Activity =>
Some lines in the entries contain the word "near". Copy all of them.

(Dataset records)

= = =

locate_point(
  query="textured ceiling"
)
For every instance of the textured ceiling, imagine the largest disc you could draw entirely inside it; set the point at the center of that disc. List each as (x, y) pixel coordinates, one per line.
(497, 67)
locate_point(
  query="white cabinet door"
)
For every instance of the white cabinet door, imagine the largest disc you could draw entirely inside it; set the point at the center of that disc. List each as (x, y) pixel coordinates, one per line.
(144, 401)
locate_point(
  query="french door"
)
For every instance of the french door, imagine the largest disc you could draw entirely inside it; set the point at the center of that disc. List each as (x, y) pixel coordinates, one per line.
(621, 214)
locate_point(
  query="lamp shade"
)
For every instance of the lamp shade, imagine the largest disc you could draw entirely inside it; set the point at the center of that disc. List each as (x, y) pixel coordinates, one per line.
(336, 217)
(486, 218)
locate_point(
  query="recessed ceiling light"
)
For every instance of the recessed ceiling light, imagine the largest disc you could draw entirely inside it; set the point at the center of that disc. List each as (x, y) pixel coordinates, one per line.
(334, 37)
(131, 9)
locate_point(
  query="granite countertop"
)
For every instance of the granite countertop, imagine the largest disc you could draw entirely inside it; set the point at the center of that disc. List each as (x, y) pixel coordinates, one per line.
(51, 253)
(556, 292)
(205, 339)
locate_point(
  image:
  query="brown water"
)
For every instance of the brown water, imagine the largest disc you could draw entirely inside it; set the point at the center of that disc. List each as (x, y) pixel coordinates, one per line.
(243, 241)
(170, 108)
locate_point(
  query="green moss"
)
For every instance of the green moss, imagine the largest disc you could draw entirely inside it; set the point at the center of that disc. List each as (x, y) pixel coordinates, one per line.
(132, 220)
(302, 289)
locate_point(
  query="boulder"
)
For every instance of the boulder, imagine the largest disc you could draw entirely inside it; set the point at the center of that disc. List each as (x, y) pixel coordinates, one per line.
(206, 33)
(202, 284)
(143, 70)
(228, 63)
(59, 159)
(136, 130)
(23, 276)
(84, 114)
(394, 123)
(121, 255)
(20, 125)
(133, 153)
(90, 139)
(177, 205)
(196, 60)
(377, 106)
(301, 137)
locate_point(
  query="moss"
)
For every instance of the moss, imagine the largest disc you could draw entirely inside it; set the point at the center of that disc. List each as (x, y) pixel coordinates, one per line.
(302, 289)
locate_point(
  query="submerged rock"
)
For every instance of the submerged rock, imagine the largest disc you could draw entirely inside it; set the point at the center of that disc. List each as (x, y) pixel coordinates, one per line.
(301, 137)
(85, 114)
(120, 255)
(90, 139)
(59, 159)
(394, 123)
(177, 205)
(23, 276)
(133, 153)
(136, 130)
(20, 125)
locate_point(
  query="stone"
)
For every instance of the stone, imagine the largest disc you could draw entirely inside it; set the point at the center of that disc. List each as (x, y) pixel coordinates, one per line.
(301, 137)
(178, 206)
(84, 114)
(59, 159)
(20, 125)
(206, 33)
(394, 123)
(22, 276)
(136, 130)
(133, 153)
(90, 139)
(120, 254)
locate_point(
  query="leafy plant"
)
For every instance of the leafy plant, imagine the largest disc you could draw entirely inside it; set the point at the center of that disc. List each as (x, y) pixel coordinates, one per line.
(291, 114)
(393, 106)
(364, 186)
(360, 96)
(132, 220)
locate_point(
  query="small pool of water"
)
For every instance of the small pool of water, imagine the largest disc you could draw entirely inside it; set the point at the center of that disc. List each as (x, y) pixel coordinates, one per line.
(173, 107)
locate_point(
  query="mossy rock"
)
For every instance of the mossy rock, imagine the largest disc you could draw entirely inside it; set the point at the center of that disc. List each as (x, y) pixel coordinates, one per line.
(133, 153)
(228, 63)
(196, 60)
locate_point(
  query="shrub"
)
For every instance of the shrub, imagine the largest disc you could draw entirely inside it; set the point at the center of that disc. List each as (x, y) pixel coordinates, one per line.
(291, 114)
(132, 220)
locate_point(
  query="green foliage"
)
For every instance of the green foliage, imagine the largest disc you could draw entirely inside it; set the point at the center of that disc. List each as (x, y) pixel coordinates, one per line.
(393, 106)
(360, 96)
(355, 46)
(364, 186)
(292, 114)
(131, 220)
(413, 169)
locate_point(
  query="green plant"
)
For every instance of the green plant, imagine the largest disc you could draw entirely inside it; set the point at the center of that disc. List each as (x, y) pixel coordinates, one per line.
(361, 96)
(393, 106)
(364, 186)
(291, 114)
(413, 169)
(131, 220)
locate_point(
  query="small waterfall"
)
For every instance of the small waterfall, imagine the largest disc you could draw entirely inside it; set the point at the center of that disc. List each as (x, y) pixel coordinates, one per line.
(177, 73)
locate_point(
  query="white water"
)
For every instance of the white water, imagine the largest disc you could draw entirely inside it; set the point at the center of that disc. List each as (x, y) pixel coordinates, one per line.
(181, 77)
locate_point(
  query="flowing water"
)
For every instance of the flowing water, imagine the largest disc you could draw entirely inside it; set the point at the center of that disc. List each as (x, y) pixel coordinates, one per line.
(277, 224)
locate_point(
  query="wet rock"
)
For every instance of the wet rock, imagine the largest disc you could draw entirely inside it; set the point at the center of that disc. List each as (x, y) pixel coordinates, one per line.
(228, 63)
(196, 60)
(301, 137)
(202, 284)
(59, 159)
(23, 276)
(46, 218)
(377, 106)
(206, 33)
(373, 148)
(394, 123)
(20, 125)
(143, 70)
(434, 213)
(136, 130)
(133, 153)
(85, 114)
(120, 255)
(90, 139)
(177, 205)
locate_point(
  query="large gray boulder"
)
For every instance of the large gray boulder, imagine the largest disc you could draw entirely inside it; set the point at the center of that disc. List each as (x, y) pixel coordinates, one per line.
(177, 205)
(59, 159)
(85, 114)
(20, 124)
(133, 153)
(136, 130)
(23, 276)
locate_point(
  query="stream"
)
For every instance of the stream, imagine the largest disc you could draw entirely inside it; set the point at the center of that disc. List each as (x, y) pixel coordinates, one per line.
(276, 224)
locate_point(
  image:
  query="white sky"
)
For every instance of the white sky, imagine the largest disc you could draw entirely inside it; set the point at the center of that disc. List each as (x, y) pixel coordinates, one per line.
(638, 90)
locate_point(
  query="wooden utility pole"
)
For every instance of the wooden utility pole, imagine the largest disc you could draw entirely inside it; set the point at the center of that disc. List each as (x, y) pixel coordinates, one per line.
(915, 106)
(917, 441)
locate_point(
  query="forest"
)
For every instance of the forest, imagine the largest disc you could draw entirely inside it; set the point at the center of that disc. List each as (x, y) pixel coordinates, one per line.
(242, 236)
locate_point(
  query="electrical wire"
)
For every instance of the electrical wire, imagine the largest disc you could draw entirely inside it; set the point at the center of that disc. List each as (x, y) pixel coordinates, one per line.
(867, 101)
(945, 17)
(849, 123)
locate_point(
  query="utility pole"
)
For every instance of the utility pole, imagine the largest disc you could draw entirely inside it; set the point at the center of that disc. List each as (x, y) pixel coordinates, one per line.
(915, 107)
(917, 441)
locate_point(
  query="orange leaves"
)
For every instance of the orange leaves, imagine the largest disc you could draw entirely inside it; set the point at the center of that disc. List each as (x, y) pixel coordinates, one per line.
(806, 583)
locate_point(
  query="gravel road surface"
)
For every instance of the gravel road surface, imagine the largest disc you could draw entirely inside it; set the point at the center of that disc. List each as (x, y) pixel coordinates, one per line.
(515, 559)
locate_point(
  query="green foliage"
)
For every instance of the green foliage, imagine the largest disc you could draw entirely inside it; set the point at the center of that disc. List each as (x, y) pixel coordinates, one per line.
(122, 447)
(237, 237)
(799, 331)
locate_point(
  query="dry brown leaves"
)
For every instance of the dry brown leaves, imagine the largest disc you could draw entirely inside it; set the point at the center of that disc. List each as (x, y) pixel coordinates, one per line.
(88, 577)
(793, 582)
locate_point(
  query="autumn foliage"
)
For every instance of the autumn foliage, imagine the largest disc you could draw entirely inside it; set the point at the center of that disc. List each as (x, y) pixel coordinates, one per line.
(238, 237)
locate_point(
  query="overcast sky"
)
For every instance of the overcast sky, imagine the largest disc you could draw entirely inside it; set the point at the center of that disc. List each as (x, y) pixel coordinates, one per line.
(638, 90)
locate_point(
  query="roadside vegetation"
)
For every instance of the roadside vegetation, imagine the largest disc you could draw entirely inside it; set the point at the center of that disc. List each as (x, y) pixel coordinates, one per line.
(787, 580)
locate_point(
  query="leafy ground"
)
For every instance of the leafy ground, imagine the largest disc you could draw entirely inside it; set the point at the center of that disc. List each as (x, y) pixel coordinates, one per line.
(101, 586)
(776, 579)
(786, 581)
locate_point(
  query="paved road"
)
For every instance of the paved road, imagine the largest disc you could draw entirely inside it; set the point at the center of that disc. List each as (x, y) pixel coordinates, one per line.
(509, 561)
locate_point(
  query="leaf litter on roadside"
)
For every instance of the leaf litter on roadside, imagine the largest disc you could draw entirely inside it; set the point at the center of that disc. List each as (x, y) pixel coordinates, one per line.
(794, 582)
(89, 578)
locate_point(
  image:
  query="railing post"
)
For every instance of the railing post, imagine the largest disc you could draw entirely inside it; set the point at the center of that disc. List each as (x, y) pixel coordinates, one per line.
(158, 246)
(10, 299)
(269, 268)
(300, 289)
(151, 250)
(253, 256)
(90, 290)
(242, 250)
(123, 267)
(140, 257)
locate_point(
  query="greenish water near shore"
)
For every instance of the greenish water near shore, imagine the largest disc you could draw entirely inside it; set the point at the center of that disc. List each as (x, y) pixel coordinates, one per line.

= = =

Output for this task =>
  query="greenish water near shore"
For every instance of the greenish water near shore, imagine the largest disc you could draw entirely inside it; set the point at the center of that disc. List each as (x, y) pixel coordinates, one per line.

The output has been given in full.